- **To do**:
Rewrite the part of the listing that opens with the line containing "point: wet shell" and closes with the line containing "column 303, row 244", putting "widest part" in place of "thickest part" and changing nothing else.
**** Exercise data ****
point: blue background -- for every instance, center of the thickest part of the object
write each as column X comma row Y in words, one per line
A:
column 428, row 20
****
**** Exercise data ****
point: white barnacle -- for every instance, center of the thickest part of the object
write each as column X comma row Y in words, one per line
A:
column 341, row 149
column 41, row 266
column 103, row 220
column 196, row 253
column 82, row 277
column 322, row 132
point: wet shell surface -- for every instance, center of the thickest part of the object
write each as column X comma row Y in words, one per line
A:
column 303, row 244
****
- **Correct answer**:
point: wet shell surface -- for every instance, center of the widest part of the object
write each as column X comma row Y in words, one per line
A:
column 303, row 244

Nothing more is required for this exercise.